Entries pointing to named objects
-- begin --

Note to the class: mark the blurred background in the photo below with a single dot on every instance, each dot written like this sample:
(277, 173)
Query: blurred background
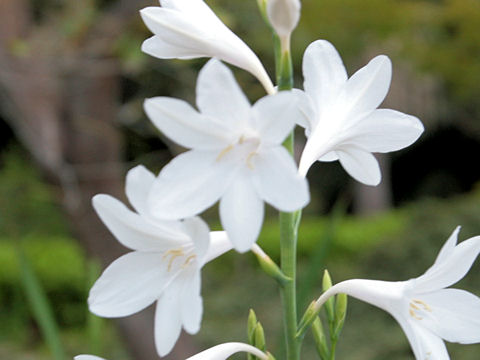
(72, 83)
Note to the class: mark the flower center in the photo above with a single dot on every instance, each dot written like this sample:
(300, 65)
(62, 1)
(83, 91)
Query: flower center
(173, 254)
(248, 145)
(417, 307)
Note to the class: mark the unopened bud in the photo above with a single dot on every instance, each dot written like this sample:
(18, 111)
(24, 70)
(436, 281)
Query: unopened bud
(329, 305)
(283, 15)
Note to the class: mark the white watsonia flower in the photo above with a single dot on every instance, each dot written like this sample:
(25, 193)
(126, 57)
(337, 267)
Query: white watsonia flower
(224, 351)
(219, 352)
(164, 265)
(424, 308)
(187, 29)
(283, 15)
(345, 123)
(237, 155)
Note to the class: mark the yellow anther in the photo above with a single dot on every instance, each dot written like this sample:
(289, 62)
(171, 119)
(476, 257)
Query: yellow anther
(174, 253)
(414, 306)
(188, 260)
(249, 160)
(415, 316)
(224, 152)
(423, 304)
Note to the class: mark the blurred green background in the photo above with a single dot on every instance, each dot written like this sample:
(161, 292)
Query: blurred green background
(72, 83)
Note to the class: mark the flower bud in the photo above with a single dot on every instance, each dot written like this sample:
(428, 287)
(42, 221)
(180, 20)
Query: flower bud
(283, 15)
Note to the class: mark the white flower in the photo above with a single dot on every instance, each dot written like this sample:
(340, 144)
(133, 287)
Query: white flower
(164, 266)
(187, 29)
(236, 155)
(219, 352)
(224, 351)
(283, 15)
(345, 123)
(424, 308)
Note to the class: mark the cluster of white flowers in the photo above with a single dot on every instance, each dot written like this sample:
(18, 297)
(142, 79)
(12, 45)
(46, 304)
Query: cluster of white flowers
(236, 156)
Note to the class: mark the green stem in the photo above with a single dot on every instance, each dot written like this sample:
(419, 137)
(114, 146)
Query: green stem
(288, 223)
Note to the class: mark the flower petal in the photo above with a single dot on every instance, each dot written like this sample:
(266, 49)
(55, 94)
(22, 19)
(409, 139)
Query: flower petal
(219, 245)
(360, 164)
(385, 130)
(193, 30)
(129, 284)
(324, 74)
(451, 269)
(454, 316)
(425, 345)
(199, 233)
(241, 213)
(224, 351)
(191, 303)
(449, 247)
(220, 96)
(190, 183)
(157, 47)
(367, 88)
(168, 320)
(138, 184)
(274, 116)
(132, 230)
(184, 125)
(277, 181)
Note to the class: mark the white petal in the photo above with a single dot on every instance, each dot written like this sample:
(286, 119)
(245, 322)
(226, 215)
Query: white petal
(200, 235)
(220, 96)
(241, 213)
(159, 48)
(184, 125)
(274, 116)
(360, 164)
(277, 181)
(454, 316)
(168, 320)
(451, 269)
(195, 31)
(307, 109)
(190, 183)
(449, 246)
(367, 88)
(224, 351)
(219, 245)
(283, 15)
(385, 130)
(425, 345)
(328, 157)
(129, 284)
(132, 230)
(138, 184)
(177, 29)
(324, 74)
(191, 303)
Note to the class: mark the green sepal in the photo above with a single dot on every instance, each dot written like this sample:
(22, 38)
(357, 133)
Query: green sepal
(259, 337)
(340, 313)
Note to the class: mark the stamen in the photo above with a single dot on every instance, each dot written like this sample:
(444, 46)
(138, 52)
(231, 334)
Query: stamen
(188, 260)
(224, 152)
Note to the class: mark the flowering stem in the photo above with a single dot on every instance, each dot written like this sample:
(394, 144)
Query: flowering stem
(288, 223)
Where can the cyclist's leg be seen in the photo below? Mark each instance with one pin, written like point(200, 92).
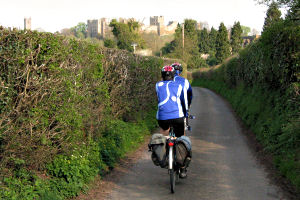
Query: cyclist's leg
point(178, 125)
point(164, 126)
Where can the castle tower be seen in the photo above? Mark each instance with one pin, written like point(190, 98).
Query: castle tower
point(27, 23)
point(94, 27)
point(156, 20)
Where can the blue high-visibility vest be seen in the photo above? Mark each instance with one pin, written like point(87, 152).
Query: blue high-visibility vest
point(188, 92)
point(170, 97)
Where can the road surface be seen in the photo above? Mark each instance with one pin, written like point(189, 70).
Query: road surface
point(222, 168)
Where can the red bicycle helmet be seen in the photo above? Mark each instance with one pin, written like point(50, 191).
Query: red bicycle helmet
point(167, 72)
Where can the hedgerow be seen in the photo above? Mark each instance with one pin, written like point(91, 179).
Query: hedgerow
point(69, 110)
point(262, 84)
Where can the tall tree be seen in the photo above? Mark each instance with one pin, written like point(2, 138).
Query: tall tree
point(222, 44)
point(236, 37)
point(246, 30)
point(212, 41)
point(273, 15)
point(203, 41)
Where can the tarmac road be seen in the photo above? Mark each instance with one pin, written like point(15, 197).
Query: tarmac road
point(223, 166)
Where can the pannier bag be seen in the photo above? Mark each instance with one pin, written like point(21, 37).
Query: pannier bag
point(157, 145)
point(183, 151)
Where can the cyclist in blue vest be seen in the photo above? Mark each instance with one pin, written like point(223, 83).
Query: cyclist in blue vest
point(170, 103)
point(188, 92)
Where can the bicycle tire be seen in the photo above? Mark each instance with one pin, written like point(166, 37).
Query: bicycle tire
point(172, 180)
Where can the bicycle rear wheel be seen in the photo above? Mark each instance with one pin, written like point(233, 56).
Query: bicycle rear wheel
point(172, 180)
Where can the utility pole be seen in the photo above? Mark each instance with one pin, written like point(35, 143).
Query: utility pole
point(134, 45)
point(182, 40)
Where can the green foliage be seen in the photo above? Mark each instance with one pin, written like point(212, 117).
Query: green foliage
point(56, 96)
point(70, 174)
point(246, 30)
point(222, 44)
point(273, 15)
point(203, 41)
point(236, 37)
point(212, 41)
point(110, 43)
point(127, 34)
point(262, 84)
point(80, 30)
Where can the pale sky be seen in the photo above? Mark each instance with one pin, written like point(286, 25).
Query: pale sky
point(54, 15)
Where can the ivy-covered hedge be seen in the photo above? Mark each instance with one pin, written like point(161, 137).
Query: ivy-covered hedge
point(69, 110)
point(263, 85)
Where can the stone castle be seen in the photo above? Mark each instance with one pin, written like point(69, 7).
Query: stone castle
point(100, 27)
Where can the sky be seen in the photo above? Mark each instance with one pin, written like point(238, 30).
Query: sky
point(54, 15)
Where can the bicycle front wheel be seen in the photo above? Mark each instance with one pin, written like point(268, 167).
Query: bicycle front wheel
point(172, 180)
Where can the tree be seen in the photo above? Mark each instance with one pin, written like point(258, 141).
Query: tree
point(273, 15)
point(236, 37)
point(246, 30)
point(126, 35)
point(222, 44)
point(109, 43)
point(212, 41)
point(80, 30)
point(288, 3)
point(203, 41)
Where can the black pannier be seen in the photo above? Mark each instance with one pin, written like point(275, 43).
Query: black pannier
point(183, 151)
point(157, 145)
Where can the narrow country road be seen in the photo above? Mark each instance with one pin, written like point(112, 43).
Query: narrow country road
point(223, 167)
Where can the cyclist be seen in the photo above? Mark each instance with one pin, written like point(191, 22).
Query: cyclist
point(188, 92)
point(170, 103)
point(188, 96)
point(171, 106)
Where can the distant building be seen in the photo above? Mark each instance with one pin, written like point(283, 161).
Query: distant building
point(169, 29)
point(157, 20)
point(27, 23)
point(97, 27)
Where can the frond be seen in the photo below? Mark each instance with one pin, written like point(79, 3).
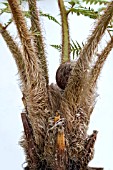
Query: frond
point(95, 72)
point(80, 71)
point(65, 56)
point(77, 97)
point(17, 54)
point(50, 17)
point(38, 38)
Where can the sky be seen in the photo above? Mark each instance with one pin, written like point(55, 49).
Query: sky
point(12, 156)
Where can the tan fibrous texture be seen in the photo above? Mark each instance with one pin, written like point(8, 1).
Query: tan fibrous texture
point(36, 92)
point(38, 38)
point(62, 74)
point(17, 54)
point(95, 72)
point(65, 56)
point(78, 98)
point(55, 96)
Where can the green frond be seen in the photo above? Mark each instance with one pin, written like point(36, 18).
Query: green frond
point(50, 17)
point(38, 38)
point(57, 47)
point(89, 12)
point(100, 2)
point(65, 55)
point(75, 48)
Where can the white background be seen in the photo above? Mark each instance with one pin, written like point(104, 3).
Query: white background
point(11, 154)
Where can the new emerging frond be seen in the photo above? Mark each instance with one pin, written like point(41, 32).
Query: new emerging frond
point(38, 39)
point(65, 56)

-- end --

AIM: Copy the stretch of items from the line containing "Note to the class: mark the green sepal" through the line containing "point(164, 126)", swapping "photo" for "image" and leaving everything else unchanged. Omit the pictures.

SOLUTION TO THE EXERCISE:
Note to the class: mark the green sepal in the image above with a single dot on every instance, each dot written like this sample:
(22, 38)
(357, 133)
Query: green sepal
(259, 337)
(340, 313)
Note to the class: mark the stamen in the image above with a single dot on every instance, each dot written like this sample:
(444, 46)
(138, 52)
(231, 334)
Query: stamen
(188, 260)
(224, 152)
Note to the class: mark the flowering stem in the image above with a single dot on every instance, each dot written like this sample:
(394, 144)
Query: flowering stem
(288, 223)
Where can the cyclist's leg be seen in the image below? Mark each instance with one pin, written like point(200, 92).
Query: cyclist's leg
point(178, 125)
point(164, 126)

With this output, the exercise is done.